§ **EXERCISE DETAILS**: Copy out the rows below, changing every "pixel coordinates" to "x and y values" and leaving everything else as it is.

──────── RAW RECORDS ────────

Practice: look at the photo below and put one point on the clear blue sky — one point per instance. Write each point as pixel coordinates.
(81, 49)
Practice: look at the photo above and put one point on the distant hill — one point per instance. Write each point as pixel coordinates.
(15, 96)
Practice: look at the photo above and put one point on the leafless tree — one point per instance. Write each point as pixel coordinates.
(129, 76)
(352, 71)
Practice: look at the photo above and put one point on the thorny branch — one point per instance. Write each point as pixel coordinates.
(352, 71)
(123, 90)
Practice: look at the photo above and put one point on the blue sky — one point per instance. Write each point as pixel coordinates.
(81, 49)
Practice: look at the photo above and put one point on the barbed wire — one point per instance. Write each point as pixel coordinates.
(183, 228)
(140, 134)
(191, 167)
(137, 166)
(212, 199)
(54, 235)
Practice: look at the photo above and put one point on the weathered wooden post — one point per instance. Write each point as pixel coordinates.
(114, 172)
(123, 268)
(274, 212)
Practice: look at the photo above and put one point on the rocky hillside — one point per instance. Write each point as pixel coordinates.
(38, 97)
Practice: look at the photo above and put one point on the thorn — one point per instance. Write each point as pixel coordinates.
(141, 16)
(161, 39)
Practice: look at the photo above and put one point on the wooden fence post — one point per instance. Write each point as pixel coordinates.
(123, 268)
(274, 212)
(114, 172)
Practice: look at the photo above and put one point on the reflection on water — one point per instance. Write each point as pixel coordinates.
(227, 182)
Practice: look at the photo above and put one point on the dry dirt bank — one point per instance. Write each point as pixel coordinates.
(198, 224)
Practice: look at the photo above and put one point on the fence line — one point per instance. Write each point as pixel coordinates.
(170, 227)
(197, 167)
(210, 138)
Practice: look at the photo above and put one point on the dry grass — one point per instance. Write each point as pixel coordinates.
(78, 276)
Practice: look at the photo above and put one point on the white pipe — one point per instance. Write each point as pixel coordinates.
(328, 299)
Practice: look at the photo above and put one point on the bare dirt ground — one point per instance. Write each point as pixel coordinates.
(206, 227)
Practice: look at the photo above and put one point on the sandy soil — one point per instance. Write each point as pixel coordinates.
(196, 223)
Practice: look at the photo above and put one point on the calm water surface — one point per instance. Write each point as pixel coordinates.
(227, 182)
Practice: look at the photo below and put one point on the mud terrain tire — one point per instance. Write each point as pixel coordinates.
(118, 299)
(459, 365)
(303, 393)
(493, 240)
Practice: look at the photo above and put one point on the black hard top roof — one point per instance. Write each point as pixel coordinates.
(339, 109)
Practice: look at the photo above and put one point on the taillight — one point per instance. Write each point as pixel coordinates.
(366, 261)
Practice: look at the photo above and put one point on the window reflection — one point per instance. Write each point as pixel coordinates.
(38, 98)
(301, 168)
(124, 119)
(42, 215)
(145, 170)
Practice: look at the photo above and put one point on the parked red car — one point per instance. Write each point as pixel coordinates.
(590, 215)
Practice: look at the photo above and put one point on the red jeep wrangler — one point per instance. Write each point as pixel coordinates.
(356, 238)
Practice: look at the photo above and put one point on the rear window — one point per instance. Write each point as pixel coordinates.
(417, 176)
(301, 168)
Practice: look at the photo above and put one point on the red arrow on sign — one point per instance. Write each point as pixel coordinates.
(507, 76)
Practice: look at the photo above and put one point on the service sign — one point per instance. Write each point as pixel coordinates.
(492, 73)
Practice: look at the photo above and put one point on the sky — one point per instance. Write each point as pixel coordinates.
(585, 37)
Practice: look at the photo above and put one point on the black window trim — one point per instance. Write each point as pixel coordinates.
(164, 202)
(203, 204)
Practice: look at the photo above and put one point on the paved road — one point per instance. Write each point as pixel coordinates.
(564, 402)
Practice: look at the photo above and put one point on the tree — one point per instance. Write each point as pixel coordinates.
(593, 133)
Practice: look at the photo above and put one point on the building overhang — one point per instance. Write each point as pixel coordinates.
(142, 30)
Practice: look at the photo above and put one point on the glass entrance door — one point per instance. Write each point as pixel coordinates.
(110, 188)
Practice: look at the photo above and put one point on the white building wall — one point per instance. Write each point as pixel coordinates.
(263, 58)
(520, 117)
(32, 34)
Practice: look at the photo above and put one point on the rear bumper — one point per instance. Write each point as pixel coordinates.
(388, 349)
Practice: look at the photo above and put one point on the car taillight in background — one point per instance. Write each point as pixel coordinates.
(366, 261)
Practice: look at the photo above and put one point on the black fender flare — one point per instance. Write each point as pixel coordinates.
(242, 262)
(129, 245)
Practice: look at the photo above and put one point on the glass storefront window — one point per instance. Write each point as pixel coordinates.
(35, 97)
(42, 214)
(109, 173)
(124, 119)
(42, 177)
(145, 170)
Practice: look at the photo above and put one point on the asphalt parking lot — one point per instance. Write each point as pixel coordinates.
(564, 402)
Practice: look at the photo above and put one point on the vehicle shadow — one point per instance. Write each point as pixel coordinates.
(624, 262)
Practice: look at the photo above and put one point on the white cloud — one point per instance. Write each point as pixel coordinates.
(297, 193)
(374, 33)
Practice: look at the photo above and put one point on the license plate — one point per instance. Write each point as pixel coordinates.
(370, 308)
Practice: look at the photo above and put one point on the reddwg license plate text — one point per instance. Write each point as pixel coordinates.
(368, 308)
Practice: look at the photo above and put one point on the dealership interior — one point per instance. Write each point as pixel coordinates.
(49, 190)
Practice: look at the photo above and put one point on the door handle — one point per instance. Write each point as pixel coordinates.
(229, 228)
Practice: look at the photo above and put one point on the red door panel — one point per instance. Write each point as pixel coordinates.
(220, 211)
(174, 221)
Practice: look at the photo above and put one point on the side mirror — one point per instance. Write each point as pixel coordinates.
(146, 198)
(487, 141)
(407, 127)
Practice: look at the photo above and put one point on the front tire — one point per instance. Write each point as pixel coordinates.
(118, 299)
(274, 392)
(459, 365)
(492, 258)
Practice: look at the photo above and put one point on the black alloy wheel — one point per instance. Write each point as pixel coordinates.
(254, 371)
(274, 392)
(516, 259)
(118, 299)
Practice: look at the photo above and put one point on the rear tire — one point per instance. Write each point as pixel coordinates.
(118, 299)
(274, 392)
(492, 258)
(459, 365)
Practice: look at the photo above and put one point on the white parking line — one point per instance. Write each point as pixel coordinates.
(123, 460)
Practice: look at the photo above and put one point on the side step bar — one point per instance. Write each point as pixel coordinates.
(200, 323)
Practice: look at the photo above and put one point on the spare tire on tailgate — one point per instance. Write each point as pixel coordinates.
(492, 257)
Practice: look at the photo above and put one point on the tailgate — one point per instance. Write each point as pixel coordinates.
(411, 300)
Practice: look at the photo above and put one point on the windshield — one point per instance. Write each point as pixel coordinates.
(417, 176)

────────

§ **EXPECTED ANSWER**:
Practice: look at the photo below and put one point on the clear blue sky — one point per instance. Write each point as x and y values.
(81, 49)
Practice: look at the photo above and put one point on the distant hill — one point per instance. Write each point as x and y values.
(15, 96)
Practice: look at the photo above and put one point on the leafless tree — one point per instance. Write each point as x and y values.
(129, 76)
(352, 71)
Practice: look at the photo above and put one point on the thorny branch — one point per instance. Write each point as x and y values.
(352, 71)
(123, 90)
Practice: look at the photo above and put one point on the blue sky — one point per instance. Write each point as x and y values.
(81, 49)
Practice: look at the photo above and put one point on the barbed wire — one point per instance. Write each point as x and y values.
(183, 228)
(140, 134)
(191, 167)
(137, 166)
(212, 199)
(54, 235)
Practice: look at the photo above and put one point on the weathered wooden post — one point per instance. Write each point as x and y values.
(114, 172)
(123, 268)
(274, 212)
Practice: look at the photo above and put one point on the rocky hillside — one point per instance. Write each point as x and y values.
(38, 97)
Practice: look at the photo above and put one point on the thorn — one point per instance. Write each point as x and y values.
(141, 16)
(161, 39)
Practice: look at the photo above and put one point on the wooden fence post — one point per instance. Write each point as x and y values.
(123, 268)
(274, 212)
(114, 172)
Practice: look at the photo above and put one point on the reflection on water — one point per instance. Write each point as x and y values.
(227, 182)
Practice: look at the photo above and put one point on the dry dirt bank — one point per instance. Write each point as x and y values.
(198, 224)
Practice: look at the photo above and put one point on the fence line — one point per instance. Write each point as x and y values.
(170, 227)
(197, 167)
(210, 138)
Practice: look at the photo above and put one point on the dry grass — one point per instance. Write each point as x and y values.
(78, 276)
Practice: look at the photo above and put one point on the white pipe — one point per instance. Write each point as x and y values.
(328, 299)
Practice: look at the photo above and put one point on the bare dirt ground — one point per instance. Write each point as x and y values.
(206, 227)
Practice: look at the photo above and put one point on the sandy soil — one point per instance. Write each point as x and y values.
(196, 223)
Practice: look at the photo above and put one point on the calm water surface — one point per instance. Write each point as x and y values.
(227, 182)
Practice: look at the photo below and put one point on the mud terrain tire — one point per instance. Write each point as x and y values.
(118, 299)
(459, 365)
(303, 393)
(493, 240)
Practice: look at the photo above and put one point on the black hard top roof — one point per instance. Write each point as x and y values.
(339, 109)
Practice: look at the photo above and put one point on the taillight — one point per instance. Write each point as x and y values.
(366, 261)
Practice: look at the photo above and put one point on the window reflection — one point per instance. Write each point as x and y values.
(38, 98)
(301, 168)
(124, 119)
(42, 215)
(145, 170)
Practice: look at the photo above and put one point on the parked red car — one point per instance. Write each point as x and y values.
(590, 215)
Practice: look at the photo above and put one point on the red jeep wrangler — one point per instance. Write each point as x and y values.
(356, 238)
Practice: look at the photo above and put one point on the rear window — one point per instance. Write each point as x and y values.
(417, 176)
(301, 168)
Practice: look at the photo above and put one point on the red arrow on sign — one point per instance. Write each point as x and y values.
(507, 76)
Practice: look at the photo above and put one point on the service sign — one point per instance. Write each point as x and y values.
(492, 73)
Practice: look at the photo above and put one point on the sky — one point per instance. Write each point as x and y values.
(585, 37)
Practice: look at the photo above and put one point on the black window trim — one point per instance. Write each point as x and y values.
(164, 202)
(203, 204)
Practice: look at the photo above and put one point on the paved road — one point per instance. Write each point as x and y values.
(564, 402)
Practice: look at the photo above and put one point on the tree — one point per instance. Write each point as x and y values.
(593, 133)
Practice: look at the photo above and put one point on the building overhang — one point per instance. Write each point as x and y values.
(142, 30)
Practice: look at the photo above and put one point on the glass entrance door — one point per instance. Write each point as x and y values.
(110, 188)
Practice: look at the photo above and put one point on the white building wall — one point per instance. Write each point as x and y values.
(263, 58)
(520, 117)
(32, 34)
Practice: look at the photo above and put one point on the rear bumper — one point per instance. Write each point as x and y values.
(388, 349)
Practice: look at the photo above and put one point on the car taillight in background — one point per instance. Write each point as x and y values.
(366, 261)
Practice: look at the photo above and put one point on the black fender flare — one point per instance. Write each point as x and y values.
(242, 262)
(129, 245)
Practice: look at the photo above and put one point on the glass storefront window — one point per instance. Write each point as x and y values.
(35, 97)
(42, 214)
(109, 173)
(124, 119)
(42, 177)
(145, 170)
Practice: look at the photo above and put one point on the asphalt parking lot — one point per instance. Write each point as x and y values.
(564, 402)
Practice: look at the photo above and put one point on the vehicle shadow — one point per instance. Write each point as x and y values.
(624, 262)
Practice: look at the photo above and put one point on the white cloud — one point per instance. Write each point as x and y values.
(297, 193)
(374, 33)
Practice: look at the photo above and put one point on the license plate — one point per instance. Write each point as x and y values.
(370, 308)
Practice: look at the photo above and put one point on the reddwg license plate text — one point per instance. Write each point as x and y values.
(368, 308)
Practice: look at the photo above and put one point on the dealership interior — one point per instance. Write each point as x and y values.
(49, 190)
Practice: look at the photo above and put one point on the door handle — one point per instance. Write each point as x and y values.
(229, 228)
Practice: look at the photo above and put one point on the red door panel — one point per instance. Write each point as x and y values.
(220, 211)
(174, 221)
Practice: look at the photo above and put one point on the side mirror — one point per instance. Write each point as x and y values.
(146, 198)
(487, 141)
(407, 127)
Practice: look at the photo above and put one point on the front tire — one point per instance. Write each point as x and y values.
(118, 299)
(274, 392)
(459, 365)
(492, 258)
Practice: look at the photo above and put one point on the black alloy wheel — one point per instance. Write each point as x and y values.
(254, 371)
(274, 392)
(516, 259)
(118, 299)
Practice: look at the photo above and put one point on the rear tire — one point per instance. Write each point as x and y values.
(118, 299)
(274, 392)
(492, 258)
(459, 365)
Practice: look at the photo above and put one point on the white parking line — one point per instance. Write each point as x and y values.
(123, 460)
Practice: look at the photo above and put one point on the side step bar — one point per instance. Write each point as x and y values.
(200, 323)
Practice: look at the photo above and put one point on the spare tire on tailgate — one point per instance. Write each point as x and y values.
(492, 257)
Practice: look at the photo above and put one point on the tailgate — one point per instance. Write each point as x and y values.
(411, 300)
Practice: look at the photo above and put one point on the windshield — one point per instance. Write each point as x and y values.
(417, 176)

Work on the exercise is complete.